Mask labeling examples:
============
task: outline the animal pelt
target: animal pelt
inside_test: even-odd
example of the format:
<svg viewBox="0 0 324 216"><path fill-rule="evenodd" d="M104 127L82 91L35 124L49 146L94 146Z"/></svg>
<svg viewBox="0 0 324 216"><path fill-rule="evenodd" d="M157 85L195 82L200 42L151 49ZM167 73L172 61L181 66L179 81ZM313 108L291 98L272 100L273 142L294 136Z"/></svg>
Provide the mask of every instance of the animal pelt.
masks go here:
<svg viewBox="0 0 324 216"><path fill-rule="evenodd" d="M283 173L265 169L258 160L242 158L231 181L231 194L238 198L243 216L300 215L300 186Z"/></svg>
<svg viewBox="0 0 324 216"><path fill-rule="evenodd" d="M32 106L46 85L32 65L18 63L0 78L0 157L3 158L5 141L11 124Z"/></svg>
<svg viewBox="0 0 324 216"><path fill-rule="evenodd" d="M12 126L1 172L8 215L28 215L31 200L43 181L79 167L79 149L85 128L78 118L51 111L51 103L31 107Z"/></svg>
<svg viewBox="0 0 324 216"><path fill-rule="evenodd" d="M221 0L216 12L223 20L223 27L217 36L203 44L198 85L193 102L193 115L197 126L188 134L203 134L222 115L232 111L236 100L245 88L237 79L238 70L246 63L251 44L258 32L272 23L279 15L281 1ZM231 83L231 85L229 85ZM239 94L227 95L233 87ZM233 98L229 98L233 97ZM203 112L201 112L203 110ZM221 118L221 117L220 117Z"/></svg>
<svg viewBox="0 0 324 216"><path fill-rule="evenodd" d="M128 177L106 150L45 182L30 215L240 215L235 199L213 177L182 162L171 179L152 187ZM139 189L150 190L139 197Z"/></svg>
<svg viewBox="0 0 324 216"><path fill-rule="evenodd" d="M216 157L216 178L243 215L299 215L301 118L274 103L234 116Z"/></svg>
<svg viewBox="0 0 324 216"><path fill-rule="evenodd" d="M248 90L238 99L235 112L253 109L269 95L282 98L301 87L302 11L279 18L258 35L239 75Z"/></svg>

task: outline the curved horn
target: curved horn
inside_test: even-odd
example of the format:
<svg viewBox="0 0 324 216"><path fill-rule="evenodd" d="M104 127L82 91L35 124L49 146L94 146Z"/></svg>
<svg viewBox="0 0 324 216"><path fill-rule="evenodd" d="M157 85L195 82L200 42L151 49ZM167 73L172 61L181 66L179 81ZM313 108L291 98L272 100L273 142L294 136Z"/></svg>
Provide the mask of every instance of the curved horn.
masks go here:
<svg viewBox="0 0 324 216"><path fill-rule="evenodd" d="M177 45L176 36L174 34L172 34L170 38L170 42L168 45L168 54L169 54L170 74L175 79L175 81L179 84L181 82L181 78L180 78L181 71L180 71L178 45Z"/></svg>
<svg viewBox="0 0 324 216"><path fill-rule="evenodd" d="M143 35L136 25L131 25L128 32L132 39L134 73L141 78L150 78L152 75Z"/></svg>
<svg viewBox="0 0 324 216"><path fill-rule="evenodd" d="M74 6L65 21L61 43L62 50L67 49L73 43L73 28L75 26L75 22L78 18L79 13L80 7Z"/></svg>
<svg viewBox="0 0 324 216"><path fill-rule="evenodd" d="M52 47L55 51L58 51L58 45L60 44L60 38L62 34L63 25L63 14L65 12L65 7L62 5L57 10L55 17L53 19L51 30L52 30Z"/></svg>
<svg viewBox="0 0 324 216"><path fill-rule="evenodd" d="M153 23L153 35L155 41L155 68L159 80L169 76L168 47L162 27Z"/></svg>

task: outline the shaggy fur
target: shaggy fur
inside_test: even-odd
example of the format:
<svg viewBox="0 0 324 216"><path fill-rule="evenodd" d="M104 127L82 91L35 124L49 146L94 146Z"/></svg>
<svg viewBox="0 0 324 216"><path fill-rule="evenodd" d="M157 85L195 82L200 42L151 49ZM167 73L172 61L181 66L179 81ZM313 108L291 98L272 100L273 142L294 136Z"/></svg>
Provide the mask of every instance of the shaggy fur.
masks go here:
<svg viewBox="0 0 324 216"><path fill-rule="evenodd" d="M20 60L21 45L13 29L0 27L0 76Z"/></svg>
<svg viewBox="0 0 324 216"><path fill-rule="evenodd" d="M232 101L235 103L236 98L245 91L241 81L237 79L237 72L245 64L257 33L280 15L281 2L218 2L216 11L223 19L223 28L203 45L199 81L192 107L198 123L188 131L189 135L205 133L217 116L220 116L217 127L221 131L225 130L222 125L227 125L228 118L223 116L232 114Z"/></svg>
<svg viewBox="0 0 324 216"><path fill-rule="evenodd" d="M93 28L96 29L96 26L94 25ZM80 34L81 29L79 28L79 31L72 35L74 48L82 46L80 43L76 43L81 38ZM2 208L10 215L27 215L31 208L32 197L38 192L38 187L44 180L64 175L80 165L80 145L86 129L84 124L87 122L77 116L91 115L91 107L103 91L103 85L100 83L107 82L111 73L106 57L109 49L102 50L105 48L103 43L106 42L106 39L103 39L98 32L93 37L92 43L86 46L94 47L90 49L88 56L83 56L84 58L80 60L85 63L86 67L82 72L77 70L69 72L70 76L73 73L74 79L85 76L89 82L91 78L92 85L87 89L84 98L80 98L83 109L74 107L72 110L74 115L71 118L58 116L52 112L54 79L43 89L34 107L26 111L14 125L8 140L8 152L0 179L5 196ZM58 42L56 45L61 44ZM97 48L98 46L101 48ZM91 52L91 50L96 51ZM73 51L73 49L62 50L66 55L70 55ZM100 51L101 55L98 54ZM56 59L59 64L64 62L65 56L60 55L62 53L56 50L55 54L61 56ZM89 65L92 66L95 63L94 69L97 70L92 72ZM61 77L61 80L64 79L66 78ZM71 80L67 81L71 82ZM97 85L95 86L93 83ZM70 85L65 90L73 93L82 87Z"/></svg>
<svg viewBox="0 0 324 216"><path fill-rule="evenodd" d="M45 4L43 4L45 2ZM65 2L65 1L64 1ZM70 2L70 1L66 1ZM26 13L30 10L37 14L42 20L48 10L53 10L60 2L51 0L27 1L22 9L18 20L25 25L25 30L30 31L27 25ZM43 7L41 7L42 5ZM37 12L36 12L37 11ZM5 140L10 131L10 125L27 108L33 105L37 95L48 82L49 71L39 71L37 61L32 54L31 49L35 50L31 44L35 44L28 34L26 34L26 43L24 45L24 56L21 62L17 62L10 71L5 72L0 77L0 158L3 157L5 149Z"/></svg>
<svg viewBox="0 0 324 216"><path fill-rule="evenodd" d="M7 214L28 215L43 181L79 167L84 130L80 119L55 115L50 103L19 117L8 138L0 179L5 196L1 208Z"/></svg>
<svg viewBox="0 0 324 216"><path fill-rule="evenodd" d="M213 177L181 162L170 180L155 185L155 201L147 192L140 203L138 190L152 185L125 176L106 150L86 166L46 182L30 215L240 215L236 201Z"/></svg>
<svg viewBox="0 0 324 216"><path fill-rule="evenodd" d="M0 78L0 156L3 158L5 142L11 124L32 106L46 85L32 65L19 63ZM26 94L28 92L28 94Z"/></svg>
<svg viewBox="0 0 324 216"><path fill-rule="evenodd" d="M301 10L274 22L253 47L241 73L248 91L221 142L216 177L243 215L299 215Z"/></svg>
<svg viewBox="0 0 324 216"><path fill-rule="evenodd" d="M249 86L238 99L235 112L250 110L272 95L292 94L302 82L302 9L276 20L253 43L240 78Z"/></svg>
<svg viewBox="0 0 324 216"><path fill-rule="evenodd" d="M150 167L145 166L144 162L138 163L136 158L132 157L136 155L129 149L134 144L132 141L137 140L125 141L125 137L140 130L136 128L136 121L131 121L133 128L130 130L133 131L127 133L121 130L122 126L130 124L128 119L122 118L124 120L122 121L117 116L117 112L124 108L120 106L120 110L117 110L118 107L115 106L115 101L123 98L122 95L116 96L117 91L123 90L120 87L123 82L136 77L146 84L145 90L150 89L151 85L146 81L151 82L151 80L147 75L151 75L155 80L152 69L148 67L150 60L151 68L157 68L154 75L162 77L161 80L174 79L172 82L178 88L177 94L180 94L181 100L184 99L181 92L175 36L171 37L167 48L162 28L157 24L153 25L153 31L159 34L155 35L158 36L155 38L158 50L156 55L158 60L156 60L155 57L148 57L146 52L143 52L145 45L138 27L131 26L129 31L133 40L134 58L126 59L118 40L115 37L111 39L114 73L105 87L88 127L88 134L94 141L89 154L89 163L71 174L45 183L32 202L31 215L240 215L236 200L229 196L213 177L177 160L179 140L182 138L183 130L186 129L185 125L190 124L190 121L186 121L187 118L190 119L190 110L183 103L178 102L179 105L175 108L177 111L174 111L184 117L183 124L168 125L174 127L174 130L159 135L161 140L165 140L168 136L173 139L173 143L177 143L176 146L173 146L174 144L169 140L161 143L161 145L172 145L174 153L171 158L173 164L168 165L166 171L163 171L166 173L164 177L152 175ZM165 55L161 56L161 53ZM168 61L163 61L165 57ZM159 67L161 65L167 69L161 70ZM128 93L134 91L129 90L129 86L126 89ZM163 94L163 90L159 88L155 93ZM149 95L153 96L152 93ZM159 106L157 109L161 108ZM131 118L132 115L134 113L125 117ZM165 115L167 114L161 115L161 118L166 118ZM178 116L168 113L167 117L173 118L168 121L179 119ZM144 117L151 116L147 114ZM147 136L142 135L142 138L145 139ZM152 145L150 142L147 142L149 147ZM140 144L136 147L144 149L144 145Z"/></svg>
============
--- Your instructions ---
Recast the lines between the line containing "task: outline the curved horn" and the line containing "35L136 25L131 25L128", inclusive, as a numbered list, omitting any blank lines.

--- Solution below ---
1. task: outline the curved horn
2. target: curved horn
3. inside_test: even-odd
4. example of the format:
5. <svg viewBox="0 0 324 216"><path fill-rule="evenodd" d="M104 127L82 91L35 124L49 146L94 146Z"/></svg>
6. <svg viewBox="0 0 324 216"><path fill-rule="evenodd" d="M157 85L195 82L200 42L151 49ZM167 73L172 61L181 66L179 81ZM313 108L291 98L272 100L273 142L294 136Z"/></svg>
7. Provide the mask of every instance of the curved horn.
8. masks go here:
9. <svg viewBox="0 0 324 216"><path fill-rule="evenodd" d="M177 45L176 36L174 34L172 34L170 38L170 42L168 45L168 54L169 54L170 74L175 79L175 81L179 84L181 82L181 78L180 78L181 71L180 71L178 45Z"/></svg>
10. <svg viewBox="0 0 324 216"><path fill-rule="evenodd" d="M143 35L136 25L131 25L128 32L132 39L134 73L141 78L150 78L152 75Z"/></svg>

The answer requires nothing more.